** start ENTRIES **
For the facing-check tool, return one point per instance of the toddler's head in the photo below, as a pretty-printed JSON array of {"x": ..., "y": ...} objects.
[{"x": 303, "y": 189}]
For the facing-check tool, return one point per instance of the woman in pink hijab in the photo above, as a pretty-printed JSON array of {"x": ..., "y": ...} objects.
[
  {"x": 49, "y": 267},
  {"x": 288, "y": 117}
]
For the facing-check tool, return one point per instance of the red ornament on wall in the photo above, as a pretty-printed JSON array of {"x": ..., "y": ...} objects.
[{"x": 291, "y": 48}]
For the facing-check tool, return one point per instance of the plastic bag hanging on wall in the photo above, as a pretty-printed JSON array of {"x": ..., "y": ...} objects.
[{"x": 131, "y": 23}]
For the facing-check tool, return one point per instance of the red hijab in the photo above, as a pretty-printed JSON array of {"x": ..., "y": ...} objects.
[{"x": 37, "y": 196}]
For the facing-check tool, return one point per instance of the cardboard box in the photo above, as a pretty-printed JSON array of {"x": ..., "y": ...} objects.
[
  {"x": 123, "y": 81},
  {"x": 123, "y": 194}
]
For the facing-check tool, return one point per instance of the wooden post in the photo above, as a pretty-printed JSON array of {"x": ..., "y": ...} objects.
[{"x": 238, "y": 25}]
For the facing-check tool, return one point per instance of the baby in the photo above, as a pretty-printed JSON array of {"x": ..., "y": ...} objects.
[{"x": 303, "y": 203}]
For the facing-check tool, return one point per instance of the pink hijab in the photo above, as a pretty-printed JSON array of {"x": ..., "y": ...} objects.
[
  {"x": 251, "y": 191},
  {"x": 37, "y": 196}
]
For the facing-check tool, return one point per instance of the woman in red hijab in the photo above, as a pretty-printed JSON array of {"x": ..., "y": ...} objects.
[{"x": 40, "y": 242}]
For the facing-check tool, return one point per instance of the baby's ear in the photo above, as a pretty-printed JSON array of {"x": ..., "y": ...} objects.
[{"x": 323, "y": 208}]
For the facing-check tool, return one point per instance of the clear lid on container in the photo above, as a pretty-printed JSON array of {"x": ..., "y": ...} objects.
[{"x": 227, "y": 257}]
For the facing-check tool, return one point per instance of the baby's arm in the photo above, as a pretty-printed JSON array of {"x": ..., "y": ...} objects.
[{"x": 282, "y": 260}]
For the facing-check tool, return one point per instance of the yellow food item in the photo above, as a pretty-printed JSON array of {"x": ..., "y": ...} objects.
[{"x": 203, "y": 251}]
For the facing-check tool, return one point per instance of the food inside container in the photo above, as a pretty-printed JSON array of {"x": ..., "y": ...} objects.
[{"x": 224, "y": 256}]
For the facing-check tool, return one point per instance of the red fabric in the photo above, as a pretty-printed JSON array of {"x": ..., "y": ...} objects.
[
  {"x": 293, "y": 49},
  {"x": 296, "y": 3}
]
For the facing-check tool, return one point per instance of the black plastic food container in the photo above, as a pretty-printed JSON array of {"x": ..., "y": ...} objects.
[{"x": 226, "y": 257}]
** end ENTRIES **
REQUIRED TASK
From the line holding "of the yellow" down to the final line above, quote every line exactly and only those lines.

THE SOLUTION
For the facing-check tool, return one point per instance of the yellow food item in the photo above, as a pretty-printed JSON array of {"x": ..., "y": ...} objects.
[{"x": 203, "y": 251}]
For the facing-check tool, return one point per instance of the food inside container in the photo above, as a pretty-printed JSON array of {"x": ..., "y": ...} objects.
[{"x": 224, "y": 256}]
For the facing-check tool, return one point per instance of the red fabric in the photo above, as a pretty-printed JSON array of {"x": ..., "y": ...} objects.
[
  {"x": 293, "y": 49},
  {"x": 296, "y": 3}
]
For the facing-check tool, return one point per instance of the black plastic food container in the photo above, as a pretty-printed JSON array of {"x": ..., "y": ...} objects.
[{"x": 226, "y": 257}]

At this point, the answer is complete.